[Records]

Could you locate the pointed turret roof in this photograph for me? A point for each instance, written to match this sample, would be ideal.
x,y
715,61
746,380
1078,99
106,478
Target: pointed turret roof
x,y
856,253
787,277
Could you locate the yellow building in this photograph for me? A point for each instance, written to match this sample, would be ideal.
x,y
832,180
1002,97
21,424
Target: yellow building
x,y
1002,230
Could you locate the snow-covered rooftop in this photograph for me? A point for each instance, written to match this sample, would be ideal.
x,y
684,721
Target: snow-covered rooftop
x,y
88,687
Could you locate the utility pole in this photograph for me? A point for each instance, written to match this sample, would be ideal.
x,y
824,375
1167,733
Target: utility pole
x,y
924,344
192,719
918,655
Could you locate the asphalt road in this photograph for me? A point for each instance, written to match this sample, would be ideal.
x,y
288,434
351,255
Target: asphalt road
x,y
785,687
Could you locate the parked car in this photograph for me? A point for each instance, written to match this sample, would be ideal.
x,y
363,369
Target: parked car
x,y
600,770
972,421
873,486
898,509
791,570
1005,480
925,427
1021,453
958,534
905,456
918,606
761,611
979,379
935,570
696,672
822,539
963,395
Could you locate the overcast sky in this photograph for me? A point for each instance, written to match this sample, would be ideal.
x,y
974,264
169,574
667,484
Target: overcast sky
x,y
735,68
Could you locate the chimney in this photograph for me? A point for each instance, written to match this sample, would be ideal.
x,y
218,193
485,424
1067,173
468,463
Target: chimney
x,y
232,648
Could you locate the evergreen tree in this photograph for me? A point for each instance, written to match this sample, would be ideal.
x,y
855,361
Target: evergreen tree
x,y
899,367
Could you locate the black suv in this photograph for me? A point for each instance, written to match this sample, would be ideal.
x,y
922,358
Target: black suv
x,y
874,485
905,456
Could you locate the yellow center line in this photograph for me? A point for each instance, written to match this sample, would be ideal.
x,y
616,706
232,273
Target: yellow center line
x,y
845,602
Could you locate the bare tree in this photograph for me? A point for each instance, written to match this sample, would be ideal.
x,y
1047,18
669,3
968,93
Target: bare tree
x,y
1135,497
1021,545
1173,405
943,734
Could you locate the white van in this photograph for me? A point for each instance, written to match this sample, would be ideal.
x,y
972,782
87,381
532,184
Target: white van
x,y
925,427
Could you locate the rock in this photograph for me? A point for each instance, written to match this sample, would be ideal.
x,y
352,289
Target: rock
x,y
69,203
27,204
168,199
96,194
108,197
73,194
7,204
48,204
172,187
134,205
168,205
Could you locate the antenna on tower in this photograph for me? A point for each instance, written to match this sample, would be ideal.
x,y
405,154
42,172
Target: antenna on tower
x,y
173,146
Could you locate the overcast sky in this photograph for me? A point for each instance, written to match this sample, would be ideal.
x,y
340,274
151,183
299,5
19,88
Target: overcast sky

[Goal] Make an exact copy of every line from the one with "Could you locate the chimney" to the end of the data, with the first and last of those lines included.

[Answer]
Could you locate the chimney in this photograph for me? A point for each instance, written to match this sample, would be ideal.
x,y
218,193
485,424
1067,173
468,463
Target: chimney
x,y
232,648
Could you locate the evergreen tree in this photograph for me? A point for each instance, written to match this sample, would be ideal.
x,y
855,361
Target: evergreen tree
x,y
899,367
Could you locate the black suv in this photograph for me? A point for each instance, written to match this sample, would be ideal.
x,y
922,358
Target: black suv
x,y
874,485
905,456
Could you locate the yellow center line in this photograph for me? A point for each instance, written to match this sample, would be ideal.
x,y
616,706
232,273
Target: yellow center line
x,y
845,602
Could you locate the bare tree in this photograph for me? A point for each instance, written to match this sample, would be ideal.
x,y
1047,18
669,3
968,93
Target: bare tree
x,y
1135,497
1021,545
1173,405
943,734
Could you locate the white van in this photograph for me? A point for each instance, written to match this sample, would be ideal.
x,y
972,782
87,381
532,184
Target: white van
x,y
925,427
Could you locate the rock in this photograph for me? A point for each instance, written to match this sample, would be ideal.
x,y
352,289
Target: rock
x,y
69,203
27,204
168,199
96,194
108,197
73,194
7,204
48,204
172,187
134,205
168,205
Could you locate the antenna on tower in this photograph for me? A point for each instance, written to match this sample, would be ideal.
x,y
405,154
42,172
Target: antenna on tower
x,y
173,146
Could you locate the overcast sky in this photograph for me? A point for each instance, written to match this sample, would be ideal.
x,y
340,274
151,183
299,5
19,88
Target: overcast sky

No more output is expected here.